### Exercise instructions
Rewrite the lines below, from the line with "Return one point per instance of the seated" to the line with "(1013, 380)" (both included), as a Markdown table with the columns Row and Line. Number each row and leave out blank lines.
── Records for the exercise
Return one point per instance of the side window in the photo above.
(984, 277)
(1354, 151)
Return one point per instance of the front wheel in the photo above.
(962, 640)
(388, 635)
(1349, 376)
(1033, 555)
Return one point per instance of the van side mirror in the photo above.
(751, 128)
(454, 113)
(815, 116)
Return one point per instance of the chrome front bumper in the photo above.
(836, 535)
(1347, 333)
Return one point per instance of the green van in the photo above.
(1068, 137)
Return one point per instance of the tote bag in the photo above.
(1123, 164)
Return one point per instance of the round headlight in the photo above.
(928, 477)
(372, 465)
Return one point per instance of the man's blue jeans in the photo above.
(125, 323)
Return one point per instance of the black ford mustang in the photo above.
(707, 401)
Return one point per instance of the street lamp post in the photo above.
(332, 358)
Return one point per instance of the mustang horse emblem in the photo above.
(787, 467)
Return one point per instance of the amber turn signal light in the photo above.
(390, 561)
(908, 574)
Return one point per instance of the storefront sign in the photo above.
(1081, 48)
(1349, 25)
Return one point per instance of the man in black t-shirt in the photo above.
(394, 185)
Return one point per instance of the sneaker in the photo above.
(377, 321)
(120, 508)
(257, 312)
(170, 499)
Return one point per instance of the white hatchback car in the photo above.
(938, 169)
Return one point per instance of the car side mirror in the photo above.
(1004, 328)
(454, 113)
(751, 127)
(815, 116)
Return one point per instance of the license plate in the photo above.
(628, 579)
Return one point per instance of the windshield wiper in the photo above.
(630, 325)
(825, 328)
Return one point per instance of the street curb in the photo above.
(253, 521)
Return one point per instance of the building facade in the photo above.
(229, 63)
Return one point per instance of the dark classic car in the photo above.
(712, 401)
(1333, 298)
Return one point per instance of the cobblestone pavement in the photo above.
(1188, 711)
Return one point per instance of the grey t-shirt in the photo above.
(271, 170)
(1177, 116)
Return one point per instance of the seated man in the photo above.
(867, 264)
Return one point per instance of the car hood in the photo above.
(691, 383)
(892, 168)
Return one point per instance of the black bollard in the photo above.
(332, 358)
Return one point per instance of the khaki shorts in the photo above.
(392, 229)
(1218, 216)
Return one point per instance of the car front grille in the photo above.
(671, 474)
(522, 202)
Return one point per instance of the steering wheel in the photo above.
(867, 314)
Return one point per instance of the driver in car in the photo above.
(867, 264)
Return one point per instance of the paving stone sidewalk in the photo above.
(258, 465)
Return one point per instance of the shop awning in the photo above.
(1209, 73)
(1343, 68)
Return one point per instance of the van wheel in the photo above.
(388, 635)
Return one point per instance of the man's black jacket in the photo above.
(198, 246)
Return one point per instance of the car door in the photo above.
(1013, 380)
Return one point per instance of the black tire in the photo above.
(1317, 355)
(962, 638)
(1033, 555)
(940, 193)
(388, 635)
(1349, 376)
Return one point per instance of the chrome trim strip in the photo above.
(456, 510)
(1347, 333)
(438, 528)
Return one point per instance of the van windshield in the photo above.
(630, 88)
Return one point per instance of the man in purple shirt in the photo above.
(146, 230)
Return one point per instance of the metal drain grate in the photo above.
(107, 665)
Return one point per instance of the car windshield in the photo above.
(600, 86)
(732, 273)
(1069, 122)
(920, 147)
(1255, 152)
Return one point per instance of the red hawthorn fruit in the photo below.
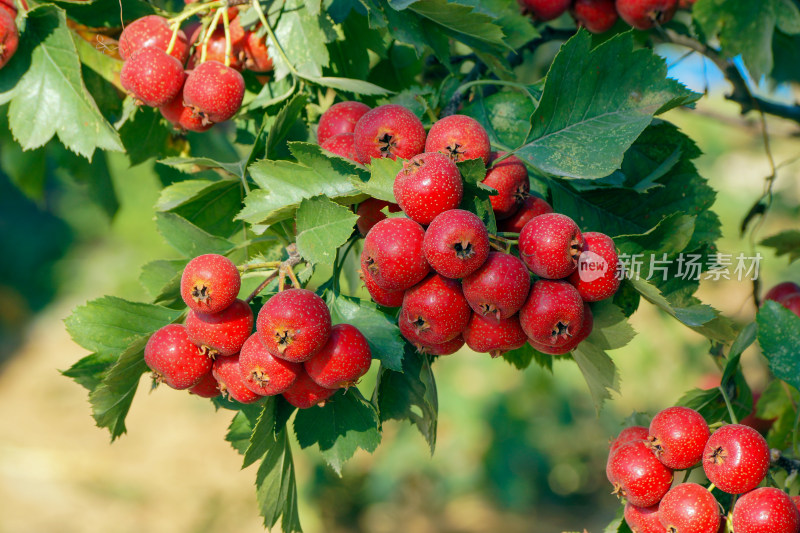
(545, 10)
(305, 393)
(643, 519)
(550, 245)
(765, 510)
(678, 436)
(388, 131)
(736, 458)
(343, 145)
(210, 283)
(154, 31)
(429, 184)
(533, 206)
(340, 118)
(460, 138)
(173, 358)
(369, 213)
(509, 178)
(434, 311)
(221, 333)
(228, 374)
(552, 314)
(499, 288)
(263, 373)
(597, 16)
(596, 277)
(214, 91)
(456, 243)
(152, 77)
(637, 475)
(207, 387)
(342, 361)
(493, 337)
(689, 508)
(644, 14)
(294, 325)
(393, 254)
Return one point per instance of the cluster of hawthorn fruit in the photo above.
(735, 459)
(295, 350)
(599, 16)
(436, 263)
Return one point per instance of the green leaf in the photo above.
(595, 104)
(54, 77)
(322, 227)
(344, 424)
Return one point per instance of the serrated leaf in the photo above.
(344, 424)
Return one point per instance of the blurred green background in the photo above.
(517, 451)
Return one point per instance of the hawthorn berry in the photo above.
(678, 436)
(434, 311)
(388, 131)
(736, 458)
(210, 283)
(305, 393)
(429, 184)
(173, 358)
(393, 254)
(152, 77)
(340, 118)
(263, 373)
(342, 361)
(552, 314)
(460, 138)
(550, 245)
(765, 510)
(499, 288)
(456, 243)
(509, 178)
(294, 325)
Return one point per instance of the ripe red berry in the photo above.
(305, 393)
(492, 336)
(689, 508)
(736, 458)
(553, 313)
(509, 178)
(644, 14)
(637, 475)
(533, 206)
(221, 333)
(153, 31)
(173, 358)
(597, 16)
(210, 283)
(342, 361)
(152, 77)
(340, 118)
(263, 373)
(294, 325)
(434, 311)
(678, 436)
(550, 245)
(388, 131)
(456, 243)
(369, 213)
(228, 374)
(765, 510)
(393, 254)
(460, 138)
(214, 91)
(429, 184)
(499, 288)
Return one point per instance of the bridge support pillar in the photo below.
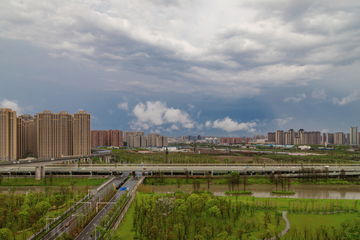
(39, 172)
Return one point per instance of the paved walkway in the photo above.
(285, 230)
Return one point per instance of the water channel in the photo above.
(301, 191)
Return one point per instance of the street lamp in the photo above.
(95, 231)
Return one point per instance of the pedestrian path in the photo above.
(287, 228)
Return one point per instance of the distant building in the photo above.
(45, 135)
(271, 137)
(279, 137)
(237, 140)
(353, 135)
(8, 134)
(339, 138)
(106, 138)
(329, 138)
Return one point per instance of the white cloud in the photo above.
(229, 125)
(319, 94)
(123, 106)
(296, 99)
(239, 52)
(282, 121)
(157, 113)
(200, 126)
(352, 97)
(12, 105)
(208, 124)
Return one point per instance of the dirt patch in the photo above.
(243, 159)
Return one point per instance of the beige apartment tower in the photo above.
(81, 133)
(8, 134)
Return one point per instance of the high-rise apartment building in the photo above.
(339, 138)
(347, 138)
(279, 137)
(81, 133)
(151, 138)
(227, 140)
(45, 135)
(329, 138)
(301, 137)
(129, 133)
(8, 134)
(353, 135)
(247, 140)
(237, 140)
(271, 137)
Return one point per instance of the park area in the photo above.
(201, 215)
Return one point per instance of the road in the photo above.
(85, 234)
(107, 169)
(71, 220)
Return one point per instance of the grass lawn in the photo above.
(21, 237)
(124, 231)
(314, 221)
(55, 182)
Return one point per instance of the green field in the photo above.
(253, 216)
(302, 225)
(310, 225)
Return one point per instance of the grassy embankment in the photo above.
(298, 222)
(250, 181)
(125, 229)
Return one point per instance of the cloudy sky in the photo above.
(179, 67)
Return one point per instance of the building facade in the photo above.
(353, 135)
(8, 135)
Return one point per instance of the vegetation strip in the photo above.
(283, 192)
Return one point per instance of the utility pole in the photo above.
(166, 154)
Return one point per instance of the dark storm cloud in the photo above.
(202, 50)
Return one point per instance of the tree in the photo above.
(51, 178)
(199, 237)
(5, 234)
(239, 233)
(245, 180)
(208, 179)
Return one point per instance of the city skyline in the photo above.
(185, 67)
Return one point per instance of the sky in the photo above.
(189, 67)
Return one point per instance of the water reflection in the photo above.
(301, 191)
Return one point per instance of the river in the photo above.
(301, 191)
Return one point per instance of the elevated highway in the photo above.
(177, 169)
(39, 164)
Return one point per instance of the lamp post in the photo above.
(95, 231)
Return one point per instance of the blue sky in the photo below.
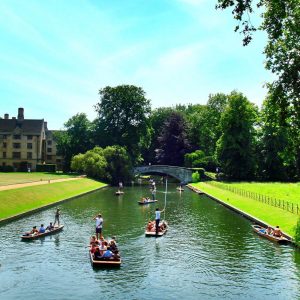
(55, 55)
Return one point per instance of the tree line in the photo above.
(228, 132)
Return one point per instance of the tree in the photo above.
(204, 124)
(123, 118)
(173, 143)
(75, 139)
(119, 166)
(157, 120)
(235, 147)
(281, 22)
(92, 163)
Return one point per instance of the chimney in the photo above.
(20, 113)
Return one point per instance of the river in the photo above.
(209, 252)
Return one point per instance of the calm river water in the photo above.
(209, 252)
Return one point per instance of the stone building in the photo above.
(27, 142)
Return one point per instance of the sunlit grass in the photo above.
(267, 213)
(16, 201)
(23, 177)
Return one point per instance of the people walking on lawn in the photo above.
(57, 215)
(99, 223)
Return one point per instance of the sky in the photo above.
(55, 55)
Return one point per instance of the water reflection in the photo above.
(208, 251)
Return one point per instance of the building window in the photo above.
(16, 154)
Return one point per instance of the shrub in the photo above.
(297, 233)
(46, 168)
(196, 177)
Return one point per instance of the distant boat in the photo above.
(104, 263)
(164, 227)
(39, 235)
(262, 232)
(143, 202)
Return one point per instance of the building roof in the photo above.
(27, 126)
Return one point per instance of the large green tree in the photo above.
(235, 148)
(281, 22)
(123, 118)
(173, 143)
(76, 138)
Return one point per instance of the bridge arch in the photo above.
(184, 175)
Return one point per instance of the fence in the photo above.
(283, 204)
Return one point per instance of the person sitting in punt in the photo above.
(112, 246)
(33, 231)
(107, 255)
(162, 226)
(103, 245)
(42, 229)
(150, 226)
(96, 254)
(277, 232)
(269, 230)
(116, 256)
(50, 227)
(94, 242)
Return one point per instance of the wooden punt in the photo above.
(262, 232)
(39, 235)
(146, 202)
(160, 233)
(104, 263)
(119, 193)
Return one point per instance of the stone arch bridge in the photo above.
(184, 175)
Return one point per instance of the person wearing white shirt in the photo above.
(99, 223)
(157, 219)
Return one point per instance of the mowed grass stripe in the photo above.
(14, 202)
(22, 177)
(267, 213)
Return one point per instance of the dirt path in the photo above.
(20, 185)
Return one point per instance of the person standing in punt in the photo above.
(57, 215)
(99, 224)
(157, 219)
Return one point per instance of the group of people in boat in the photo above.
(43, 229)
(104, 250)
(273, 231)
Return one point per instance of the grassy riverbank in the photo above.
(17, 201)
(23, 177)
(267, 213)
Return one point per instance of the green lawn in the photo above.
(20, 177)
(267, 213)
(284, 191)
(13, 202)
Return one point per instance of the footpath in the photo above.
(21, 185)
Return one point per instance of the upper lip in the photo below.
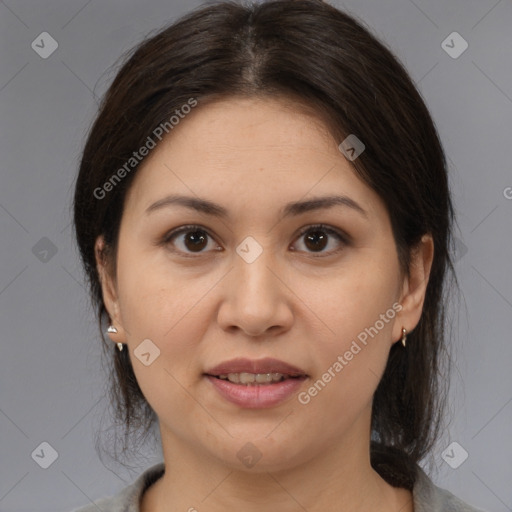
(266, 365)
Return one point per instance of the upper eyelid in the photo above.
(344, 237)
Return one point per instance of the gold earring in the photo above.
(404, 335)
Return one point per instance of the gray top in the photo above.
(427, 497)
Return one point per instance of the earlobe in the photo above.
(415, 285)
(109, 290)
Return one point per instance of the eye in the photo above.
(195, 239)
(318, 238)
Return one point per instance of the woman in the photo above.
(264, 216)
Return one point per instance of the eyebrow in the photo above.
(290, 209)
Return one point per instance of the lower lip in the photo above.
(256, 396)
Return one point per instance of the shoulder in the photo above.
(128, 499)
(430, 498)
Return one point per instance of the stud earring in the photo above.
(404, 336)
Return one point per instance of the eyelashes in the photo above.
(317, 232)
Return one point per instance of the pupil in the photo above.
(196, 240)
(316, 236)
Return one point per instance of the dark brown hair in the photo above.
(326, 60)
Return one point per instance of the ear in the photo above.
(415, 286)
(109, 290)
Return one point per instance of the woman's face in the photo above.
(259, 281)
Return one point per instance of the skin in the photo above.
(253, 156)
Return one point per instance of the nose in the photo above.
(256, 299)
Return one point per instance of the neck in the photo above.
(340, 475)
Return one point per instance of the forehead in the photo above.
(248, 151)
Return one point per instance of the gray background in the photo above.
(52, 388)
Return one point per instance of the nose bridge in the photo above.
(252, 270)
(256, 301)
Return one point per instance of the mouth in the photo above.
(254, 379)
(256, 384)
(256, 371)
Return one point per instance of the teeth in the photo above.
(253, 378)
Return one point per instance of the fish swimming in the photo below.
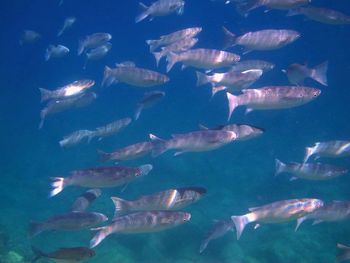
(100, 177)
(277, 212)
(273, 97)
(68, 222)
(141, 222)
(171, 199)
(161, 8)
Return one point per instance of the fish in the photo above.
(67, 222)
(149, 99)
(58, 51)
(93, 41)
(197, 141)
(99, 177)
(160, 8)
(171, 199)
(310, 171)
(272, 97)
(229, 81)
(109, 129)
(85, 200)
(129, 152)
(68, 22)
(263, 40)
(322, 15)
(128, 73)
(55, 106)
(277, 212)
(165, 40)
(177, 47)
(217, 230)
(334, 211)
(70, 90)
(141, 222)
(334, 149)
(297, 73)
(65, 255)
(202, 58)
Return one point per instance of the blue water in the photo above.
(237, 176)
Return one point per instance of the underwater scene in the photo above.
(175, 131)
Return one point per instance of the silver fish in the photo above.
(310, 171)
(149, 99)
(174, 37)
(269, 39)
(171, 199)
(198, 141)
(56, 52)
(274, 97)
(161, 8)
(277, 212)
(141, 222)
(203, 58)
(93, 41)
(297, 73)
(67, 221)
(334, 149)
(101, 177)
(85, 200)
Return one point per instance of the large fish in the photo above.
(128, 73)
(203, 58)
(310, 171)
(171, 199)
(141, 222)
(101, 177)
(198, 141)
(277, 212)
(68, 221)
(269, 39)
(334, 149)
(161, 8)
(273, 97)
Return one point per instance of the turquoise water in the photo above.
(237, 176)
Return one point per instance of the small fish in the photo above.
(141, 222)
(129, 152)
(161, 8)
(322, 15)
(310, 171)
(68, 221)
(202, 58)
(277, 212)
(130, 74)
(273, 97)
(101, 177)
(72, 89)
(149, 99)
(58, 51)
(68, 22)
(297, 73)
(334, 149)
(65, 255)
(171, 199)
(198, 141)
(93, 41)
(85, 200)
(219, 228)
(174, 37)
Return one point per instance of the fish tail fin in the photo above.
(319, 73)
(240, 223)
(171, 59)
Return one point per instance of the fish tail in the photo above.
(240, 223)
(319, 73)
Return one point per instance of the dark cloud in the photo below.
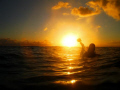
────
### Solution for this task
| Row | Line |
|---|---|
| 1 | Return one point per instance of the seated man in the photo above. |
| 2 | (867, 264) |
| 3 | Return one point per instance of the car hood in the photo above. |
| 4 | (691, 383) |
| 5 | (892, 168) |
| 6 | Return one point per instance of the black bollard in the photo above. |
| 7 | (332, 358) |
| 8 | Return one point per instance of the khaki shorts in the photo above. |
| 9 | (392, 229) |
| 10 | (1218, 216) |
| 11 | Return one point per instance of the car front grille in the photo above. |
| 12 | (671, 474) |
| 13 | (522, 202) |
| 14 | Return one point per instance of the steering wheel in the photo above. |
| 15 | (867, 314) |
| 16 | Return one point per instance of the driver in car in the photo above. |
| 17 | (867, 264) |
| 18 | Return one point per instance of the paving stone sidewalk in the photo above. |
| 19 | (258, 465) |
| 20 | Return one point per instance of the shop awning in the photo above. |
| 21 | (1209, 73) |
| 22 | (1343, 68) |
| 23 | Return one point per instance of the van wheel in the photo above. |
| 24 | (388, 635) |
| 25 | Return one point per instance of the man's black jacket in the photo above. |
| 26 | (198, 246) |
| 27 | Return one point per instance of the car door in the photo above. |
| 28 | (1013, 380) |